▶ **Action item**
Include the line containing "In this photo, where can the white wall" and every line after it up to the end of the material below; reproduce them exactly and drop the pictures.

==== Records for processing ====

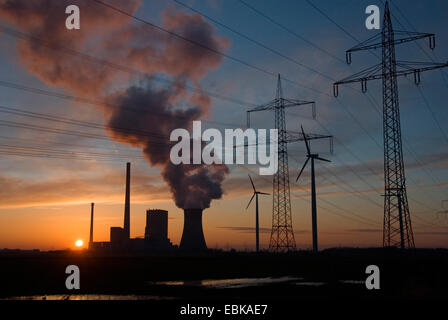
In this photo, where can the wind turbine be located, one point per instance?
(312, 156)
(256, 193)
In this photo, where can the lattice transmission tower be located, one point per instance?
(282, 233)
(397, 228)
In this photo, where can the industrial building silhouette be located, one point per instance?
(156, 230)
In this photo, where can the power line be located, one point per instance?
(294, 33)
(205, 47)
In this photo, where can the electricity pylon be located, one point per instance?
(257, 228)
(282, 234)
(397, 228)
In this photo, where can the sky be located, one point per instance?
(52, 168)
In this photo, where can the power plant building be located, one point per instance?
(156, 231)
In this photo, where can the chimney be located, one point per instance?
(193, 236)
(91, 224)
(127, 217)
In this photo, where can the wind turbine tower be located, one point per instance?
(312, 156)
(257, 229)
(397, 228)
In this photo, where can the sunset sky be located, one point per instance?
(58, 155)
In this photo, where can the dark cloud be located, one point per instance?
(262, 230)
(116, 38)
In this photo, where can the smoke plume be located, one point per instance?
(146, 109)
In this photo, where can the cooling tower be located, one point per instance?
(193, 236)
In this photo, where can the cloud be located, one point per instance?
(109, 187)
(365, 230)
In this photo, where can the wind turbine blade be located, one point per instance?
(250, 201)
(304, 165)
(253, 186)
(306, 142)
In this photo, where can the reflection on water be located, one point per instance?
(311, 284)
(88, 297)
(235, 283)
(212, 284)
(352, 281)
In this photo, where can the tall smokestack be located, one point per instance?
(127, 216)
(91, 224)
(193, 236)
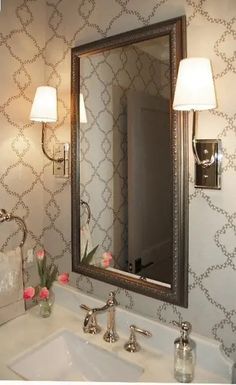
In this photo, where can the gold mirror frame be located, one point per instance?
(178, 293)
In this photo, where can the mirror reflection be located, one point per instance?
(126, 160)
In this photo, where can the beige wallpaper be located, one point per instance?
(35, 41)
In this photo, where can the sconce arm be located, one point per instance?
(206, 162)
(59, 160)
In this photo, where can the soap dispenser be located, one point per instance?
(184, 355)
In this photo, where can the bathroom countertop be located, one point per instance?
(22, 333)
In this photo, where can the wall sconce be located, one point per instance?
(195, 92)
(44, 110)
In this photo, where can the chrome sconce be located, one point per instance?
(195, 92)
(44, 110)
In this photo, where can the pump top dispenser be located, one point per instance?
(184, 359)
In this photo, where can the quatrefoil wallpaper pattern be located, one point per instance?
(35, 41)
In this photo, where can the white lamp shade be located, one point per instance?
(44, 107)
(82, 111)
(194, 87)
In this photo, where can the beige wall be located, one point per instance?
(26, 183)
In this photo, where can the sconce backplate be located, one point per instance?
(208, 177)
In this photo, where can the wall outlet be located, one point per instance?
(61, 169)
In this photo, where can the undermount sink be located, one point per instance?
(66, 356)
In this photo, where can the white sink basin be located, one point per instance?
(66, 356)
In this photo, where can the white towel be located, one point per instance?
(11, 283)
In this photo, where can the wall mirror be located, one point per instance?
(130, 163)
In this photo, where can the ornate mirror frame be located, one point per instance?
(178, 293)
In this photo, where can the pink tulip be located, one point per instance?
(29, 293)
(63, 278)
(40, 254)
(44, 293)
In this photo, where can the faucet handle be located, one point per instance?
(132, 345)
(92, 327)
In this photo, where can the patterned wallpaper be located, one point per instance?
(35, 42)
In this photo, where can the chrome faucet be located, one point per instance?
(110, 335)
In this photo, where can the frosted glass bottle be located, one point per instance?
(184, 359)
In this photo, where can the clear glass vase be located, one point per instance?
(46, 305)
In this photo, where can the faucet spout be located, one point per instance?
(91, 313)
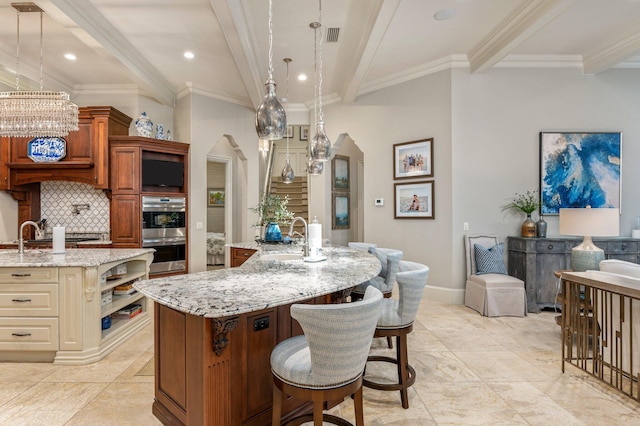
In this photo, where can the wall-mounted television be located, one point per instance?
(162, 173)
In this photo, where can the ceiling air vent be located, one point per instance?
(332, 35)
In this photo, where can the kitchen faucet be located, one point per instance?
(306, 233)
(21, 239)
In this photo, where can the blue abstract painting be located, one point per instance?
(579, 170)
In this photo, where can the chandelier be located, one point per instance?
(320, 146)
(35, 113)
(287, 172)
(271, 119)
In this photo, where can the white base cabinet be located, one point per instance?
(54, 314)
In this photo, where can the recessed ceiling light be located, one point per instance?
(444, 14)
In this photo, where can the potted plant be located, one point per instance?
(526, 203)
(272, 211)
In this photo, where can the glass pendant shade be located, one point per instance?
(287, 173)
(320, 144)
(271, 119)
(315, 167)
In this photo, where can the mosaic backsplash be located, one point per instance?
(80, 208)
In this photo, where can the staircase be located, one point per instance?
(298, 198)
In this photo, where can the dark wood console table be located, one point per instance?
(534, 261)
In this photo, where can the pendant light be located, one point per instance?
(320, 144)
(314, 167)
(287, 172)
(35, 113)
(271, 119)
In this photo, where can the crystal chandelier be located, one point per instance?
(35, 113)
(320, 145)
(314, 167)
(287, 172)
(271, 119)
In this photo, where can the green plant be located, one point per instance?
(272, 208)
(525, 203)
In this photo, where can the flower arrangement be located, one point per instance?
(272, 208)
(526, 203)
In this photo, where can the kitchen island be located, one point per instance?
(51, 307)
(214, 331)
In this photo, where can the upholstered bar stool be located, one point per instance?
(385, 281)
(396, 319)
(327, 362)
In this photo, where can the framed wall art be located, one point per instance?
(579, 169)
(340, 173)
(340, 210)
(414, 200)
(413, 159)
(215, 198)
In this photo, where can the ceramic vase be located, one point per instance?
(144, 126)
(272, 233)
(529, 227)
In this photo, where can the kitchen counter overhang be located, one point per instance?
(261, 284)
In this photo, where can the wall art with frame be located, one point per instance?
(413, 159)
(340, 218)
(414, 200)
(215, 197)
(340, 173)
(579, 169)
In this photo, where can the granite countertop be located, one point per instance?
(259, 283)
(71, 257)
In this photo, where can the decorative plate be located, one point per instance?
(47, 150)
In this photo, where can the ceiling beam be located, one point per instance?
(381, 15)
(232, 19)
(524, 21)
(92, 27)
(620, 47)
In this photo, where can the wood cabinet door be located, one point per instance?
(125, 170)
(126, 220)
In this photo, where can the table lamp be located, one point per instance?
(588, 222)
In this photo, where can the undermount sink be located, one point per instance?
(281, 256)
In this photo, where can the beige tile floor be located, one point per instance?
(470, 370)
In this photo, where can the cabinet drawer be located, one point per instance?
(29, 300)
(28, 275)
(622, 247)
(551, 247)
(29, 334)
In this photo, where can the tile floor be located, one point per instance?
(470, 370)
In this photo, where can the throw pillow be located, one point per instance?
(490, 260)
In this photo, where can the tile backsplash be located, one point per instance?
(80, 208)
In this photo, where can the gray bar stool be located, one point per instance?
(396, 320)
(327, 362)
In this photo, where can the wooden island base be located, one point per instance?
(217, 372)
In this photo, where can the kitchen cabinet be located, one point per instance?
(55, 313)
(534, 260)
(240, 255)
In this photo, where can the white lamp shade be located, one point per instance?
(601, 222)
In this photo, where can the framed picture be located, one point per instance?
(216, 197)
(579, 169)
(304, 133)
(340, 210)
(340, 173)
(414, 200)
(413, 159)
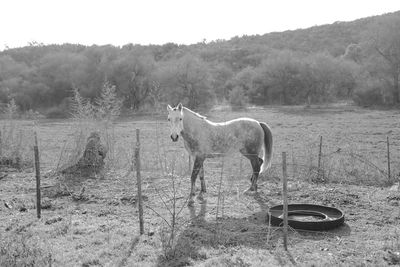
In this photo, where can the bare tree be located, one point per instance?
(387, 43)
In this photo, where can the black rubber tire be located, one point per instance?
(329, 217)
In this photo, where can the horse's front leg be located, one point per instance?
(198, 165)
(256, 163)
(203, 184)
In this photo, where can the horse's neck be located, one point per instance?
(192, 122)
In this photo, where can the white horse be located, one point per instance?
(205, 139)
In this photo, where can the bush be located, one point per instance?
(237, 98)
(58, 112)
(370, 93)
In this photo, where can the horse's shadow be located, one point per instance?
(252, 231)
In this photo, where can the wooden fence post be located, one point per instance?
(1, 145)
(37, 168)
(285, 201)
(388, 158)
(139, 181)
(190, 163)
(319, 157)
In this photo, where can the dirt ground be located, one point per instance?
(94, 222)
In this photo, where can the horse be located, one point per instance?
(206, 139)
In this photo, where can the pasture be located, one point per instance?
(94, 221)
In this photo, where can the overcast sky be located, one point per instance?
(119, 22)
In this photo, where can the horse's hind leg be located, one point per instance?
(256, 163)
(198, 165)
(203, 184)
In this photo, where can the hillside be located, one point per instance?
(315, 65)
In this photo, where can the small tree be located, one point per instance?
(108, 105)
(387, 43)
(237, 98)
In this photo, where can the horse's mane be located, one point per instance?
(195, 113)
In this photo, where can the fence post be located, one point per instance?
(37, 168)
(139, 181)
(190, 163)
(388, 158)
(1, 145)
(285, 201)
(319, 158)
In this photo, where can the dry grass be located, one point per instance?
(99, 226)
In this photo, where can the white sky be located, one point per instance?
(119, 22)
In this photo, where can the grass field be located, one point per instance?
(96, 222)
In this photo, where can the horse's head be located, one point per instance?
(175, 119)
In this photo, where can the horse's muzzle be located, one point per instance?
(174, 137)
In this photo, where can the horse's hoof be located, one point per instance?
(200, 197)
(250, 192)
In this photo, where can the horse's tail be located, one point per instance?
(267, 157)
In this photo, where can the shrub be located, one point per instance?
(237, 98)
(370, 93)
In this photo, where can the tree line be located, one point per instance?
(357, 60)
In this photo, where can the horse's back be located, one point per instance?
(238, 134)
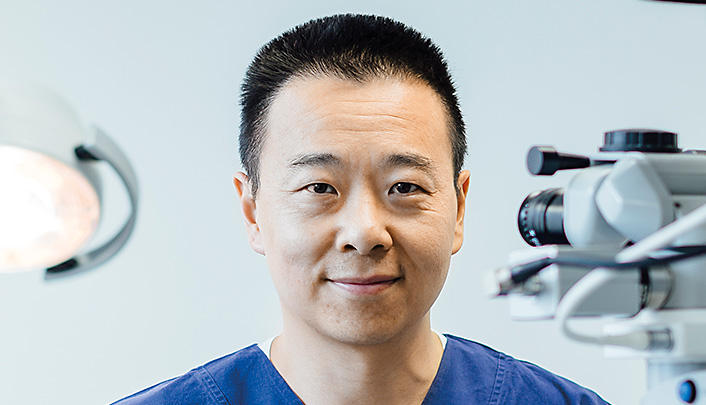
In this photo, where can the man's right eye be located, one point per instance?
(321, 188)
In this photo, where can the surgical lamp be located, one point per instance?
(50, 185)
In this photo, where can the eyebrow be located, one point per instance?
(411, 160)
(315, 159)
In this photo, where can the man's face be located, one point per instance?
(357, 213)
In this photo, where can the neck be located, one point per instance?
(322, 370)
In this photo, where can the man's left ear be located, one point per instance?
(249, 207)
(464, 180)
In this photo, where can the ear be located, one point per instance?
(464, 180)
(249, 207)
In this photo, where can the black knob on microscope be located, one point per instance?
(545, 161)
(640, 140)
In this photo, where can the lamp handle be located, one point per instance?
(99, 146)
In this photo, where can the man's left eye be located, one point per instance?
(404, 188)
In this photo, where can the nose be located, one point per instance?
(364, 225)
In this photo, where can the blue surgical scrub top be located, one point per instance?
(469, 373)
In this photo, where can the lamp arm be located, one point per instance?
(100, 147)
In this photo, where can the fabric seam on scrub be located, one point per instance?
(496, 393)
(207, 379)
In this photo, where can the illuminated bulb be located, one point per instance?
(48, 210)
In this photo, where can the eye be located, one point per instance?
(321, 188)
(404, 188)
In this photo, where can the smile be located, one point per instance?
(365, 286)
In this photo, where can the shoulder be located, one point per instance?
(202, 384)
(512, 380)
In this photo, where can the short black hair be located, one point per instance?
(348, 46)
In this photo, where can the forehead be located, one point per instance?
(340, 116)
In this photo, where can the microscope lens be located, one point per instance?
(541, 218)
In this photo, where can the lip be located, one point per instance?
(365, 285)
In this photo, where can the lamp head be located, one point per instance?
(49, 199)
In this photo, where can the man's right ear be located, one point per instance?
(249, 208)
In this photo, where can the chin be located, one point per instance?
(368, 332)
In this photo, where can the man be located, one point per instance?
(353, 143)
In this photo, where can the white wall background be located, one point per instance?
(162, 78)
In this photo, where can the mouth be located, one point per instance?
(365, 285)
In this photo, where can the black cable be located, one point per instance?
(523, 272)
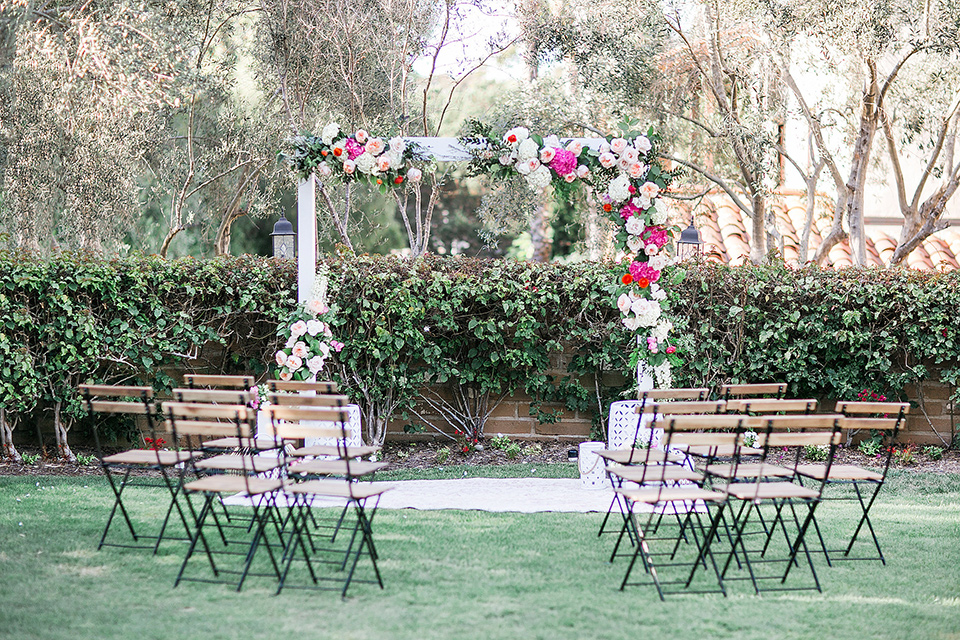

====

▶ **Finished task**
In this photo, where can the white wall background be located, one point per instance?
(162, 78)
In this photo, where can the mouth be located, one point per instance?
(365, 285)
In this photo, where can the black cable be located, one point per instance?
(523, 272)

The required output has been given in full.